◆ **CONSIGNE A**
Relevez toutes les lignes des enregistrements où figure le mot « hand », en tenant compte des majuscules et minuscules.

09 février 2006

Elégie

Zurbaran San Lucas ante Cristo en la Cruz 1660
Tout communicateur s'étonnera, au Prado, d'un Christ en croix de Zurbaran, dont le périzonium, bizarrement fourré, cache mal l'impertinente érection. Un peintre est à ses pieds, les yeux extatiques et pétés: la main droite gratte le coeur; la gauche, porte la palette.

Ce tableau, pour peu qu'on prenne la peine de le saisir dans sa provocation immédiate, pourrait aisément être avancé comme emblème d'une communication picturale. Zurbaran en a logé le détonateur dans le pli, agissant plus discrètement que pour ses saintes. Sainte Casilde (Prado) est rejetée en arrière par le poids qui lui soulève la jupe; sainte Dorothée (Séville), sainte Rufine (Dublin), sainte Agathe (Montpellier) ou sainte Apolline (Louvre) peuvent, elles, sembler enceintes, mais l'épaisseur ne trompe personne.

◆ **DONNÉES FOURNIES**
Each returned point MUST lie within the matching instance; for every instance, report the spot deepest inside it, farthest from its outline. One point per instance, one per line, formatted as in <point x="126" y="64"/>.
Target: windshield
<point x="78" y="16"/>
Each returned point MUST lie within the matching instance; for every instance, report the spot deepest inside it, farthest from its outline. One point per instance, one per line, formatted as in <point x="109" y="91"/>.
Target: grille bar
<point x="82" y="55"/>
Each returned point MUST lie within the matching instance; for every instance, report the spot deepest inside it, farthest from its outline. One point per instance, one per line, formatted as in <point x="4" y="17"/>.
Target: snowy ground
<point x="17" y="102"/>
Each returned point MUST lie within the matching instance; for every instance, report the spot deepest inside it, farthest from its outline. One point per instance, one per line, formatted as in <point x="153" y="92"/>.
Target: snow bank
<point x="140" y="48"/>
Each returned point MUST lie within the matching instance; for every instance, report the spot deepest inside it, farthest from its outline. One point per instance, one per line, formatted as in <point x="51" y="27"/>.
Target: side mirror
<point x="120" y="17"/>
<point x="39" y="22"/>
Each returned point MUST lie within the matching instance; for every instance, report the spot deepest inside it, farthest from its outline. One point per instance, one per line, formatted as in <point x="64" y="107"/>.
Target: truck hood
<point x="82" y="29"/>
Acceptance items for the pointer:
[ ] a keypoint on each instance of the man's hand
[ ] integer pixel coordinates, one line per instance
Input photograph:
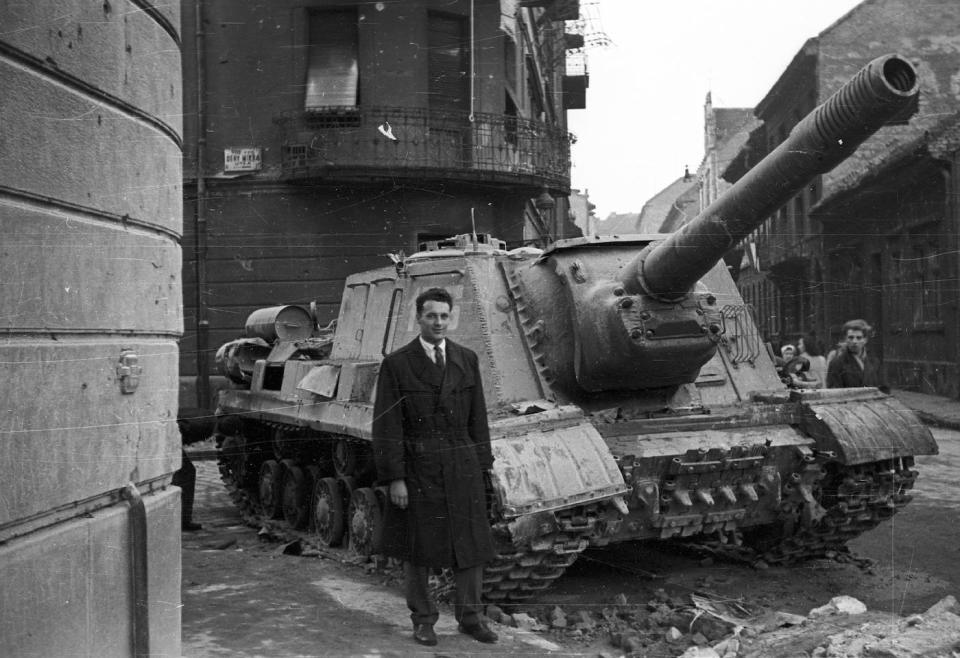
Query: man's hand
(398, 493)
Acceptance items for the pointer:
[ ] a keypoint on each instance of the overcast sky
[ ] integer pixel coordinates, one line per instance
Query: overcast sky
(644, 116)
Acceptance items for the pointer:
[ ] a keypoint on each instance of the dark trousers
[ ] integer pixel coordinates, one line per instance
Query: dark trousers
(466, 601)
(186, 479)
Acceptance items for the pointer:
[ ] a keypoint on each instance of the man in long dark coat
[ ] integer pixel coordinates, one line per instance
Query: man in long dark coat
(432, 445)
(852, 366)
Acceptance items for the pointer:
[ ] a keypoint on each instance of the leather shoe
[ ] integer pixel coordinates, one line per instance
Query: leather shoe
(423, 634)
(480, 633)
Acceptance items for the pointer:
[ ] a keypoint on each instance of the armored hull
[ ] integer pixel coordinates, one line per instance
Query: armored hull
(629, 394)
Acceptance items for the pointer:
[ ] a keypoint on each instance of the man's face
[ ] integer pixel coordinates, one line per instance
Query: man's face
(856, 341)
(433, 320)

◆ **CONSIGNE B**
Réécrivez en plus court le paragraphe du texte qui commence par « Ce tableau, pour peu qu'on prenne la peine », en gardant ses faits principaux.

◆ **CORRIGÉ DÉTAILLÉ A**
[ ] a keypoint on each instance of the man's hand
Query: man's hand

◆ **CORRIGÉ DÉTAILLÉ B**
Saisi dans sa provocation immédiate, ce tableau pourrait servir d'emblème d'une communication picturale. Zurbaran en a caché le détonateur dans le pli, plus discrètement que pour ses saintes. Le poids qui soulève la jupe de sainte Casilde (Prado) la rejette en arrière. Sainte Dorothée (Séville), sainte Rufine (Dublin), sainte Agathe (Montpellier) et sainte Apolline (Louvre) peuvent sembler enceintes, mais l'épaisseur ne trompe personne.